BRIEF: In this exercise, reproduce all the entries that follow exactly.

-------- INFORMATION SHOWN

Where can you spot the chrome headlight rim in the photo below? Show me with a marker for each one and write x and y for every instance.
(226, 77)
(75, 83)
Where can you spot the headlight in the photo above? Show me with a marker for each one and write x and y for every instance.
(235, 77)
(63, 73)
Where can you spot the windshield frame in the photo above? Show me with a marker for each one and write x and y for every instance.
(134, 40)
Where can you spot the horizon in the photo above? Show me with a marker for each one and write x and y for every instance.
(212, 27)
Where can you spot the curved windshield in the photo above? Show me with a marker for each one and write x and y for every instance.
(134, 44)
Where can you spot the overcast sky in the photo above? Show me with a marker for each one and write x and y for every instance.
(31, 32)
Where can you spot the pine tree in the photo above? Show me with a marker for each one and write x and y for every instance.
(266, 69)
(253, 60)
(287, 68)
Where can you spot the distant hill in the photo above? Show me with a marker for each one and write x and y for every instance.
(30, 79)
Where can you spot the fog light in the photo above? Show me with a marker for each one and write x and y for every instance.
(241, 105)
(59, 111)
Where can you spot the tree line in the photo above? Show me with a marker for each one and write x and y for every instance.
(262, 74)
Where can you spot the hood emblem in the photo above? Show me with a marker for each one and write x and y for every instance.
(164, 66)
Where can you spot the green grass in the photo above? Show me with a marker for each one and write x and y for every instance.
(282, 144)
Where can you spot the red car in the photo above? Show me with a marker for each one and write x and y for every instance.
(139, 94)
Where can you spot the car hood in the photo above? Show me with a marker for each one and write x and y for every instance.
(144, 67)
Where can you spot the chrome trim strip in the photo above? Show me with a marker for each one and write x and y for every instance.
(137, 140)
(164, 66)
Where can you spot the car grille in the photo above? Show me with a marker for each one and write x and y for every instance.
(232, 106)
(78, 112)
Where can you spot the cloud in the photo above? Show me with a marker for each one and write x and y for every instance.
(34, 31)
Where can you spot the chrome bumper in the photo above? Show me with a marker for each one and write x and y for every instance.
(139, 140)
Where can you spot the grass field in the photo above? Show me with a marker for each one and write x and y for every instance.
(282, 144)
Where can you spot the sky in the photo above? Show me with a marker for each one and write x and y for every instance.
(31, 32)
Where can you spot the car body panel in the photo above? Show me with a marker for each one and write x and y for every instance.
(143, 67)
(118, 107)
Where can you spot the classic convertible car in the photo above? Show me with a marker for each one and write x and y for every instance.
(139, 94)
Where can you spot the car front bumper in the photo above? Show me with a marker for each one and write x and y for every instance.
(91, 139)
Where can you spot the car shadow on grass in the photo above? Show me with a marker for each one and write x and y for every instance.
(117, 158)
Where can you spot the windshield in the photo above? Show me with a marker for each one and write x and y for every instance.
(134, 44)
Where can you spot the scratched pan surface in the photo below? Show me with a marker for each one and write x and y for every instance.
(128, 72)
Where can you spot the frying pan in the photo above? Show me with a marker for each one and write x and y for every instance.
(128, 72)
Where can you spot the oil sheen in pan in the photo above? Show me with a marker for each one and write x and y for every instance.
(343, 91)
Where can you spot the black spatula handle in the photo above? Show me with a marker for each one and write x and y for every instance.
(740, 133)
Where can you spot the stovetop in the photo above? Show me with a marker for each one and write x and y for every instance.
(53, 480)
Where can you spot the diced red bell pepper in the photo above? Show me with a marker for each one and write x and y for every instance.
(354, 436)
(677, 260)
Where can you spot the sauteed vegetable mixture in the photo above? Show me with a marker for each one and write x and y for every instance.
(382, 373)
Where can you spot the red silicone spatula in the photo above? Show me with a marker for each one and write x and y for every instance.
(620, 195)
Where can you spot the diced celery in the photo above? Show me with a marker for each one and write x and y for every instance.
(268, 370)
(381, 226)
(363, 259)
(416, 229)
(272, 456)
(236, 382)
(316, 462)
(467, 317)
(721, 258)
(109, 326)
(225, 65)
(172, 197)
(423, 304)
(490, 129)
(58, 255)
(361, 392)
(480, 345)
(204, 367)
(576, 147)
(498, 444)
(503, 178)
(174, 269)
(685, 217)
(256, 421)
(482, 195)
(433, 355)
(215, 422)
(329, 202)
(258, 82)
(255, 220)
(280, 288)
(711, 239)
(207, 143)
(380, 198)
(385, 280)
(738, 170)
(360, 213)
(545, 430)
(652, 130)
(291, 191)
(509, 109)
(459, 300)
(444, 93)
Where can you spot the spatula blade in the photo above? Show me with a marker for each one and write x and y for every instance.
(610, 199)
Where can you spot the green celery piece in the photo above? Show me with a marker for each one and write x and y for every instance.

----------------

RESULT:
Where can you spot the chrome headlight rim in the photo below? Show me with a marker for each one and write x and y for every instance.
(226, 77)
(75, 83)
Where can you spot the headlight in the photo above? Show me with a marker for each one and write x and y for every instance.
(235, 77)
(63, 73)
Where can you spot the windshield frame in the photo above? Show me with a marker for each one and write x and y for every instance.
(134, 40)
Where can you spot the horizon in the photo above? Show me with a marker for each one and write x and y for every instance.
(212, 27)
Where can you spot the curved windshield in the photo above? Show me with a marker for each one and write x and y for every instance.
(134, 44)
Where can you spot the overcast sky in the photo above? Show me with a marker for each one and write x and y for every instance.
(31, 32)
Where can you spot the pine tree in the photo above? Show me with a marker for each one and write x and y for every instance.
(266, 69)
(253, 60)
(287, 68)
Where can you spot the distant hill in the photo above? Show me with a marker for each one and write x and y for every instance.
(30, 79)
Where can you spot the fog light in the photo above? Show me with a marker for each one and write x and y for every instance.
(241, 105)
(59, 111)
Where can you spot the tree line in the photo above? Show me with a marker for each one and write x and y for every instance.
(262, 74)
Where can you spot the hood emblem in the photo above? Show me with a marker for each one and write x and y for every instance.
(164, 66)
Where can you spot the green grass in the photo above? Show me with a marker for each one and write x and y for every instance.
(282, 144)
Where can you spot the red car in the photo above? Show me with a marker for each one and write x and y for every instance.
(139, 94)
Where can you spot the car hood in the photo above? Show me with a marker for each one and write x and y for every instance.
(144, 67)
Where can you spot the chrome trim strip in the photo above? Show me with a marker for each one and write x and y for every instance.
(137, 140)
(164, 66)
Where can you spot the car grille in the photo above? Show me with a marker for each one and write x and y for every instance.
(232, 106)
(78, 112)
Where can you spot the cloud in the photo above? Show me with a marker for each one and write x and y for every instance.
(34, 31)
Where can you spot the chrome bumper in the photo above? Show me with a marker for each one and write x and y for every instance.
(139, 140)
Where can you spot the grass field in the photo above? Show me with a marker for each one and write x and y for every instance.
(282, 144)
Where can you spot the sky in the photo above? Show me with a marker for each one and write x and y for every instance.
(31, 32)
Where can you spot the car body panel in the photo above? Show me with a marker for each one and write x and y for every instance.
(143, 67)
(118, 107)
Where can you spot the classic convertible car in the photo above? Show me with a marker for each one and write x and y for every instance.
(139, 94)
Where can you spot the car front bumper in the photo above? Show me with a marker for each one and write x and y for every instance.
(91, 139)
Where can you spot the car shadow on grass in the photo above? Show me with a marker for each one and write x and y for every instance.
(117, 158)
Where can you spot the windshield in the photo above? Show me with a marker for each one and write x and y for every instance.
(134, 44)
Where can you spot the scratched pan surface in the photo below? Show me with a marker for each one and write x and y for every instance.
(128, 72)
Where can you spot the frying pan in the photo above? Show me with a marker for each one and write x and y for every instance.
(128, 72)
Where can you spot the oil sheen in pan in the photo above? Show me with a marker for each one and write x and y for every instance.
(343, 91)
Where can you spot the black spatula handle in the photo above? Show me with a marker for each one and write x and y for every instance.
(740, 133)
Where can you spot the stovetop in the photo above? Show me with a marker for each one and write x and y for every instance.
(53, 480)
Where can you spot the diced red bell pepper in the photo above? Show me with a marker for each one and write x and y for every instance.
(354, 436)
(677, 260)
Where can you spot the sauteed vegetable mixture in the photo above? Show me with a marker for each one and write x and y for every instance.
(382, 373)
Where can you spot the red silicone spatula in the photo above? Show me with a marker for each one and write x and y for every instance.
(620, 195)
Where can you spot the diced celery in the photo above? Show me with a marker for each one and write x and y for every instance.
(268, 370)
(381, 226)
(363, 259)
(416, 229)
(272, 456)
(236, 382)
(316, 462)
(467, 317)
(721, 258)
(109, 326)
(225, 65)
(172, 197)
(423, 304)
(490, 129)
(58, 255)
(361, 392)
(480, 345)
(204, 367)
(576, 147)
(498, 444)
(503, 178)
(174, 269)
(685, 217)
(256, 421)
(482, 195)
(433, 355)
(215, 422)
(329, 202)
(258, 82)
(255, 220)
(280, 288)
(711, 239)
(207, 143)
(380, 198)
(385, 280)
(738, 170)
(360, 213)
(545, 430)
(652, 130)
(291, 191)
(509, 109)
(459, 300)
(444, 93)
Where can you spot the spatula blade in the photo above? Show me with a marker for each one and write x and y for every instance.
(610, 199)
Where can you spot the green celery piece in the photo above? Show me with a marker for each one and write x and y for every instance.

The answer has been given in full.